begin EXTRACT

4-plex first 3 months report

4 plex  first 3 months updateAs some of you may know, we invested in a 4-plex earlier this year. Now that it has been 3 months, I thought it’s a good time to go over some numbers.

In short, it has not been a great cash flow vehicle like I imagined. We knew it would take a little time to generate positive cash flow, but when you are shelling out cash for repairs, the reality bites hard.

This 4-plex was a short sale and the previous owner refused to authorize any repairs once the place was listed. The short sale dragged on and on for months and there was only one tenant left when we took over the building. The inspection turned up many things, but it also missed many little yet necessary repairs. Things like the stripped shower valve handle in unit A, shower head in unit D, toilet tank in unit C, non-working garage door, hot water heater, stove, fridge, and more were repaired or replaced over the last 3 months. Of course each repair cost more than I would have liked. I guess here is where being a handy man would help.

Lesson #1 – there are always more repair/maintenance than you’d like.

We kept the property manager since the tenants (I talked to a few before they left) liked the managers. It took a while to fill up all 4 units, but all the units are now rented out! YES!!! Vacancy is really the bane of a landlord’s existence. Each time a new tenant moves in, the property manager takes out a large chunk of the first month’s rent. This is call the leasing fee and they charged us $400 for each unit. This is more expensive than I thought. Usually the leasing fee is 50% of the rent, but they have a minimum. I need to talk to them about this.

Lesson #2 – Leasing fee will take a big bite out of the first month’s rent.

Now that all tenants have moved in and many repairs were done, I am optimistic that we will see a positive cash flow soon.

Rental Income: 818 + 650 + 675 + 695 = $2,838

Monthly Expenses

Management: 8% = $227

Sewer/water/trash/landscape = $250?

end EXTRACT

# [WRITTEN TASK 1]
Convert the lines of the records that begin at the line containing "Reviewer note: check that every instance of the flower" and run through the end of the records into a Markdown table with the columns Row and Line. Omit blank lines.
# [WRITTEN TASK 2]
Continue the report on the 4-plex's first three months from the point where it stops.
The records below are unrelated to the 4-plex report.

begin RECORDS PROVIDED

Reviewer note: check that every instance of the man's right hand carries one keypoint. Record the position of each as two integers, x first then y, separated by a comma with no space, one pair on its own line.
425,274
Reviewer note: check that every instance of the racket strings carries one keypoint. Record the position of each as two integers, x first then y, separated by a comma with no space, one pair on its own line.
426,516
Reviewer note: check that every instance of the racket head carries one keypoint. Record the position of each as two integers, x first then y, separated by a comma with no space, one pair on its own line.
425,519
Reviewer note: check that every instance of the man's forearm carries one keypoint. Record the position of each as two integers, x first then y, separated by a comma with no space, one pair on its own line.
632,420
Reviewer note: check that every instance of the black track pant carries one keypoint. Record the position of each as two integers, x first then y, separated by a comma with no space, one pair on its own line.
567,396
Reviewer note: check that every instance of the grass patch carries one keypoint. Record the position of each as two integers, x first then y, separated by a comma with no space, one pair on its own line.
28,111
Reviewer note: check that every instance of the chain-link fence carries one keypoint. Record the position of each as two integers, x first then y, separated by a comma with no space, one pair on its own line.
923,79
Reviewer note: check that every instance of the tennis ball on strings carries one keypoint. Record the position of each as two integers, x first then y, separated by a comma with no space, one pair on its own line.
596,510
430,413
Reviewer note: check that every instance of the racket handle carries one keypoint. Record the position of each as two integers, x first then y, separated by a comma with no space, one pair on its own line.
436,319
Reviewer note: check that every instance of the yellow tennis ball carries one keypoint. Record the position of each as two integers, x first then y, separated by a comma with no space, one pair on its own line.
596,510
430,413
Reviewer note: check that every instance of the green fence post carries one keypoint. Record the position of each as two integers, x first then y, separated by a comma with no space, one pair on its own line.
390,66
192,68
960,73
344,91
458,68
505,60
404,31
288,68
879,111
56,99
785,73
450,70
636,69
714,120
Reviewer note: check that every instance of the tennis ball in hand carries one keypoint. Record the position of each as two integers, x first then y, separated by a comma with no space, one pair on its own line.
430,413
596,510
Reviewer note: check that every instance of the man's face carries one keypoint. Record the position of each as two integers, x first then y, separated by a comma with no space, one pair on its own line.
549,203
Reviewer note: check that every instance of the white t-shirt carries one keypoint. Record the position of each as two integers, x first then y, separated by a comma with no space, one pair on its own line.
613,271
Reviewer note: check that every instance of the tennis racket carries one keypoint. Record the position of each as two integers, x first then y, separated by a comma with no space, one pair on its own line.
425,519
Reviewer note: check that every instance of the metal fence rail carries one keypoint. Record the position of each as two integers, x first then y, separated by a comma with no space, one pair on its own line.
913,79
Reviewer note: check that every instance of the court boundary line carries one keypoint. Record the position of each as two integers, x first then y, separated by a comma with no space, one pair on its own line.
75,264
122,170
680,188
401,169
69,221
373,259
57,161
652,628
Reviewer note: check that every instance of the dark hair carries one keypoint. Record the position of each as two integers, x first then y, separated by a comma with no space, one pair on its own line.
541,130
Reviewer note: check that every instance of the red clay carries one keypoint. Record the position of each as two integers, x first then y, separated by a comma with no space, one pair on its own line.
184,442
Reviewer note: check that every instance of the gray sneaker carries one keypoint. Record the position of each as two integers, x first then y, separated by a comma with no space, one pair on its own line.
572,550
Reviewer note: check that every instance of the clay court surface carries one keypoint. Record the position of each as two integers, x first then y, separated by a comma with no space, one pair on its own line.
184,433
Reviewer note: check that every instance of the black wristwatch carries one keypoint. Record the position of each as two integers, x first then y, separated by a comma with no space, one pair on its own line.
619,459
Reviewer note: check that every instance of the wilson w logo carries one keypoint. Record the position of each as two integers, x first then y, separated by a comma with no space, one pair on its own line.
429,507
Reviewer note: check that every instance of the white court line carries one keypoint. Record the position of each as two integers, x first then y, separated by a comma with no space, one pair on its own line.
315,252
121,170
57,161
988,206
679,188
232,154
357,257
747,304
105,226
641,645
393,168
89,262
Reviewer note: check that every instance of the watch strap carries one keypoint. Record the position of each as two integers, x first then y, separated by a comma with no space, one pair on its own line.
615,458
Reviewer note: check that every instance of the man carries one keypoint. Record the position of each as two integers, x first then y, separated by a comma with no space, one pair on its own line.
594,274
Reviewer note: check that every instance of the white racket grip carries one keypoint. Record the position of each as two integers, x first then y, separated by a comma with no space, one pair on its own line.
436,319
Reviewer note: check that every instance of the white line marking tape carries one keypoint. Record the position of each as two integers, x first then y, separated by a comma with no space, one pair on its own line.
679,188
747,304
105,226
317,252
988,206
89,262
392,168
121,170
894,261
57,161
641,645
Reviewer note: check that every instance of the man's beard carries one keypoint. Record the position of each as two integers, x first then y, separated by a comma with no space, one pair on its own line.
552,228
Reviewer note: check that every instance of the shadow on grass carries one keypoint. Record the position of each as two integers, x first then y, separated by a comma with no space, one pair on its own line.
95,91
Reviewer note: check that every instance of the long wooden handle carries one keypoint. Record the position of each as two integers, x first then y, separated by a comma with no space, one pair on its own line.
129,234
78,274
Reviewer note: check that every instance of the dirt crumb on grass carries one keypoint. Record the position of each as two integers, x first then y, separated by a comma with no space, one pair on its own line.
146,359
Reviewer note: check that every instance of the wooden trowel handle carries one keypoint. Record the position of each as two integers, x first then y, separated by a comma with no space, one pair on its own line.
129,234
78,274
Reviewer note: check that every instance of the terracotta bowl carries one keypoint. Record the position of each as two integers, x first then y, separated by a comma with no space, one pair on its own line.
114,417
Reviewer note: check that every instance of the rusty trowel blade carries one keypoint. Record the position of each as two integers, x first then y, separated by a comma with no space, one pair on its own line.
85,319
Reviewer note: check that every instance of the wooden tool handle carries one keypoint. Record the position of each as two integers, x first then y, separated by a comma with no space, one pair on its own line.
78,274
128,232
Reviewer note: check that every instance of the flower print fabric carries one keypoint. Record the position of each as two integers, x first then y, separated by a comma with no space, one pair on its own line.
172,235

end RECORDS PROVIDED

# [EXPECTED ANSWER 1]
| Row | Line |
|---|---|
| 1 | Reviewer note: check that every instance of the flower print fabric carries one keypoint. Record the position of each as two integers, x first then y, separated by a comma with no space, one pair on its own line. |
| 2 | 172,235 |

# [EXPECTED ANSWER 2]
Insurance = $100

Mortgage = $1,200

Property tax = $330

Repair and maintenance = $500?

Total monthly expense = $2,600

If we can keep the monthly repair bill under $500, then we should see some positive cash flow soon.

First 3 months

In addition to the smaller repairs mentioned above, we had a couple of big repair items – the roof and the crawlspace. The roof needed demossing, new chimney chases (rusted and water was dripping into the fireplaces), flashing repair, and more. The crawlspace needed new sheeting and some other things. These two big ticket items cost $3,000. We allocated $5,000 for repairs before we purchased the place and were able to pay these off without too much problems.

The total rent collected over 3 months was about $6,500 and all the expenses added up to about $12,000. This means we already burned through our $5,000 repair reserve and the next 3 months better start turning positive. Fortunately, I am still working full time and can cover the extra expenses at the moment. If we didn’t have the repair fund and we had less income, then I might have had to resort to getting a loan to pay for the repairs. P2P lending companies like Prosper.com would be my choice if I need some help.

Lesson #3 – A new landlord better have a big reserve or income stream to cover the expenses.

Well, the last 3 months has been a learning experience and I am not regretting the purchase yet. I still believe real estate investment takes time to pay off and will stick with it for at least a few more years.

An interesting rental property investment post from Darwin’s moneyHere is how the ROI on your real estate can crumble AFTER you buy it. At least we have had any problem with our insurance company yet. I’m keeping my fingers crossed.

Krantcents – Are you ready to be a landlord? Some great advices from an experienced landlord.

Lesson #4 – Rental property investment is not for the faint of heart.

Well, I hope I haven’t scared you off real estate investing. Have a great weekend!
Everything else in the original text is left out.